*What is asked*. Please rewrite the rows starting at the line containing "Would you mind placing a dot on the car headlight, one" and ending at the line containing "Query: mud-covered ground", swapping "Query" for "Label" and leaving everything else unchanged. Return only those rows.

*Given entries*.
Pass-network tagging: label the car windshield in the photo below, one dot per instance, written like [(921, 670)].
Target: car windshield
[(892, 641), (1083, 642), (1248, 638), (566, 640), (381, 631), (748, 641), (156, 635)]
---
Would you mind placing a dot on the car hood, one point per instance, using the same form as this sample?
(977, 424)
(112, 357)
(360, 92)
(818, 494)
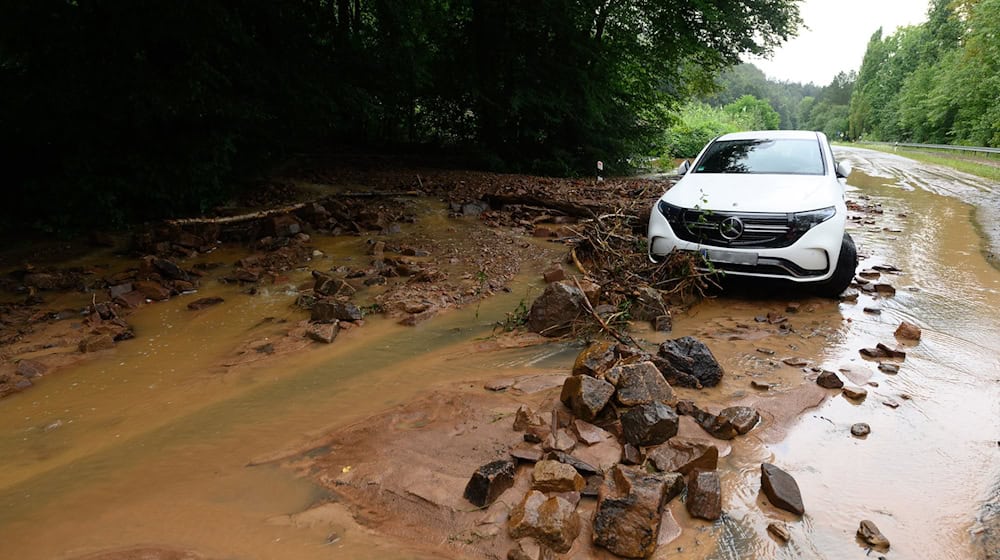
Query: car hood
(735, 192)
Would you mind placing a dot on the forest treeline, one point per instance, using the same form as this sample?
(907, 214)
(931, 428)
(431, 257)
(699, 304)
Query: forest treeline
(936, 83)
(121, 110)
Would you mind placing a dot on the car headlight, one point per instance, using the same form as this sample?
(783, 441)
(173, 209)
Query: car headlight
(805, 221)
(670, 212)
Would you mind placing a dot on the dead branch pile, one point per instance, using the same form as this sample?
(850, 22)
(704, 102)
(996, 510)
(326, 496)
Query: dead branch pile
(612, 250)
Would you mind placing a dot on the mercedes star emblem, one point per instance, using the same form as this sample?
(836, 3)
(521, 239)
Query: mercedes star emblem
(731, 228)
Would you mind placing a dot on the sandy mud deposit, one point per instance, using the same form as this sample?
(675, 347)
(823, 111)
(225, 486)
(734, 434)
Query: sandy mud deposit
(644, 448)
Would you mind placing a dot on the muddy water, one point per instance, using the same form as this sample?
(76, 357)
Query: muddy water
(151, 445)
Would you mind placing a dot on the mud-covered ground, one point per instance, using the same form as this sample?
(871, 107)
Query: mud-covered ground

*Result of this task*.
Would you mind placing a dot on the car headlight, one point per instance, using the same form as this sample?
(783, 441)
(173, 209)
Label: car headlight
(805, 221)
(670, 212)
Would you mind placing a dot on the dead branch pile, one point per instance, using the same form as this sample?
(850, 22)
(704, 102)
(996, 510)
(326, 496)
Label: dead branch pile
(612, 250)
Would you mind placing a dot on the mercedes star emblem, one point per instance, using the same form as this sample?
(836, 3)
(521, 239)
Label: mercedes star emblem
(731, 228)
Would you mind placing a dot on the sandy mud deposit, one point per instance, using the same form as this sample?
(675, 347)
(823, 111)
(225, 486)
(734, 434)
Label: sandy mud deposit
(644, 448)
Would you mind placing a dot on the muddy water, one point per instance, using the same form as this sample?
(76, 357)
Label: muddy water
(151, 445)
Would you mind placing a dot on the mud-covered ground, one point per instance, using the same form as this sample?
(871, 107)
Label: mud-covered ground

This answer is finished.